Task details: Write out word for word the lines of the data below from the line with "the tree line" to the line with "of the riverbank", including both of those lines and nothing else.

[Records from a point labeling set]
▬▬▬▬▬▬▬▬▬▬
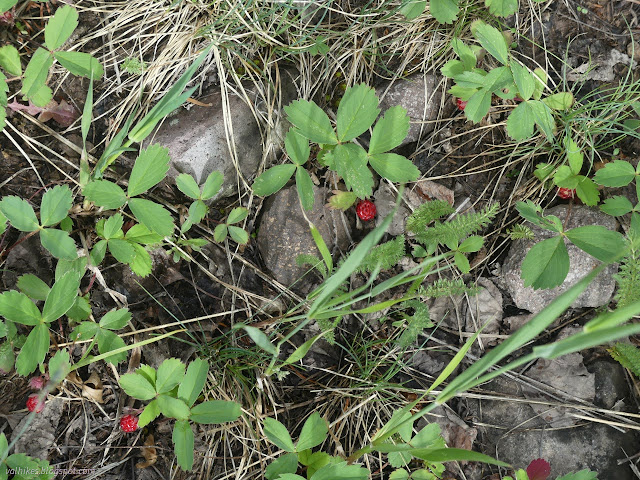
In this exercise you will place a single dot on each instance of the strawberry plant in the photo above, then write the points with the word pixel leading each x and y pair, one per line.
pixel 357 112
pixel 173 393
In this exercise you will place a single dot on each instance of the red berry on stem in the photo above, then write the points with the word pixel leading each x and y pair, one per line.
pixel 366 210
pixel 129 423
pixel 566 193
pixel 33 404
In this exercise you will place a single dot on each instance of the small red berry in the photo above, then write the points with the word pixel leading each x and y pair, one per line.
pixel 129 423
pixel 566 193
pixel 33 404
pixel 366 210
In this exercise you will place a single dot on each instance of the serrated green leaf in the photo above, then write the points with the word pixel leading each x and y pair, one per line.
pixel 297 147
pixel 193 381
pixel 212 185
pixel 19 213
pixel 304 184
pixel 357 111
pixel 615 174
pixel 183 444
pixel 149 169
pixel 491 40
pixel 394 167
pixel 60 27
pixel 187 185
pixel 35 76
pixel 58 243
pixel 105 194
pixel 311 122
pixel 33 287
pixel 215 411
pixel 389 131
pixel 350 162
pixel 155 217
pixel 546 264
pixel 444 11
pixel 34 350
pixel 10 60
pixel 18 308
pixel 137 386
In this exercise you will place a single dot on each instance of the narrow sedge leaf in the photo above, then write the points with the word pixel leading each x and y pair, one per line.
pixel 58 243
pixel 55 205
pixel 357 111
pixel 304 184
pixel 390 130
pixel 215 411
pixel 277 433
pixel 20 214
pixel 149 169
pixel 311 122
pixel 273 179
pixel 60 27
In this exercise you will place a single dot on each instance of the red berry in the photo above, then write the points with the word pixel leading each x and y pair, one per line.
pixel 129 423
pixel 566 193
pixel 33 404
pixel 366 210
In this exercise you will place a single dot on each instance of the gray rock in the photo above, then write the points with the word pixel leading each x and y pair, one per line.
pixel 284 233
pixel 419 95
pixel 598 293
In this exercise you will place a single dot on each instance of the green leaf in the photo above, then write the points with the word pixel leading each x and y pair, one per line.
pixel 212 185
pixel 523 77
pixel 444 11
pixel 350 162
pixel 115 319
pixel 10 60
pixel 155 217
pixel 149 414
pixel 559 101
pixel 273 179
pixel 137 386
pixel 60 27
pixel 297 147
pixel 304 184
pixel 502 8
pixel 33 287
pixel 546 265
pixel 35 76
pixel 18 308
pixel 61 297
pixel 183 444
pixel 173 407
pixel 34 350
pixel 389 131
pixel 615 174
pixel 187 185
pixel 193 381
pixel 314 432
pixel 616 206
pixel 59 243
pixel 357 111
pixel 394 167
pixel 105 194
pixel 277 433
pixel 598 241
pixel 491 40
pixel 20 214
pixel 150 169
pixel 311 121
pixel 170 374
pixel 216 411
▬▬▬▬▬▬▬▬▬▬
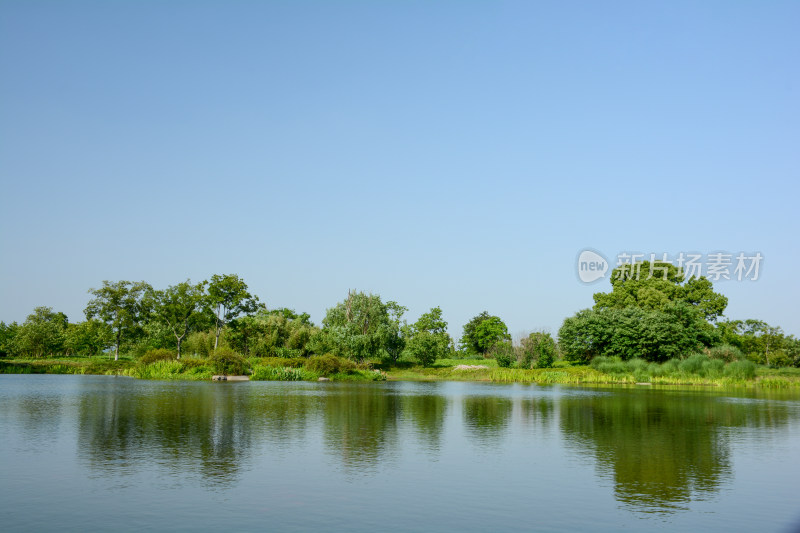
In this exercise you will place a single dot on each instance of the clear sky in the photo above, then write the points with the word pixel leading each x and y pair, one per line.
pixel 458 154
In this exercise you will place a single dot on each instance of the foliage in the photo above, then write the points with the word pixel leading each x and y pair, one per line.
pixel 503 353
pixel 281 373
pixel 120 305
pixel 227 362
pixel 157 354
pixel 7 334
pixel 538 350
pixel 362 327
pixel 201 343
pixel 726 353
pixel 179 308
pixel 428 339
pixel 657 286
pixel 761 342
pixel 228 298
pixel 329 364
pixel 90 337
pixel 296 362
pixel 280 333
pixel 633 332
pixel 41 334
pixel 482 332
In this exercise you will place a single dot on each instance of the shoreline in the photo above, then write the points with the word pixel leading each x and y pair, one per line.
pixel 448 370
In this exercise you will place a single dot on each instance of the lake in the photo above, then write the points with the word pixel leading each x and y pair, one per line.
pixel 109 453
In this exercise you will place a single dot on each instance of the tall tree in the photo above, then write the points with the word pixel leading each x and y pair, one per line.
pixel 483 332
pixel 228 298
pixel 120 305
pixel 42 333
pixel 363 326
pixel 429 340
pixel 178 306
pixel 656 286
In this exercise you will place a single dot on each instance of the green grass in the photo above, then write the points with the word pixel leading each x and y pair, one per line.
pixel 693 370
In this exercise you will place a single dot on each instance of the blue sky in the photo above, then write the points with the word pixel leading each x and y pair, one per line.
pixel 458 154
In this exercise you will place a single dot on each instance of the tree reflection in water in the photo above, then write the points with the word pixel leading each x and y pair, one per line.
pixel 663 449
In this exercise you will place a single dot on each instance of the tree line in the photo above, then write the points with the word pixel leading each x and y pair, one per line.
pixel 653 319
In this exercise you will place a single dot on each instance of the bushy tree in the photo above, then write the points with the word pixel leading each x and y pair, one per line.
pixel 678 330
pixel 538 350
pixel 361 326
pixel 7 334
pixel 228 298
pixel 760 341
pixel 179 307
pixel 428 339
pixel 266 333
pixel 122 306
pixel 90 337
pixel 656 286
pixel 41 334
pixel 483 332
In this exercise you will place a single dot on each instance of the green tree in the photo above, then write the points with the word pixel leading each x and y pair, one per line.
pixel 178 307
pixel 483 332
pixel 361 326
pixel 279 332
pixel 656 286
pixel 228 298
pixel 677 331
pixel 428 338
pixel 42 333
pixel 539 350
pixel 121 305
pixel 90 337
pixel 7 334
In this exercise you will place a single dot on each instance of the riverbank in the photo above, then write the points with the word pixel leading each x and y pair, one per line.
▬▬▬▬▬▬▬▬▬▬
Solution below:
In this exercise you will place a single dot on each instance of the tree line in the photo above, then write the points with the word pixel leading each x and y pair, one per line.
pixel 653 319
In this exercise you will place a single dot on each instance of the bushy tree in the photo above, then write the points with the word pixel leading each x and y pair, one per line.
pixel 678 330
pixel 538 350
pixel 361 326
pixel 7 334
pixel 228 298
pixel 760 341
pixel 179 307
pixel 428 339
pixel 266 333
pixel 122 306
pixel 90 337
pixel 656 286
pixel 41 334
pixel 483 332
In this exercise you will place a single dot on each instance of the green tree in the photo above, then write the points with the word pixel leading each x and y pair, one per line.
pixel 178 307
pixel 483 332
pixel 361 326
pixel 279 332
pixel 656 286
pixel 228 298
pixel 677 331
pixel 428 338
pixel 42 333
pixel 539 350
pixel 121 305
pixel 90 337
pixel 7 334
In this exercise you will place a single dot on each instance of the riverbank in the photo above, then write the points with the word pixel leading each x and y pair, one per line.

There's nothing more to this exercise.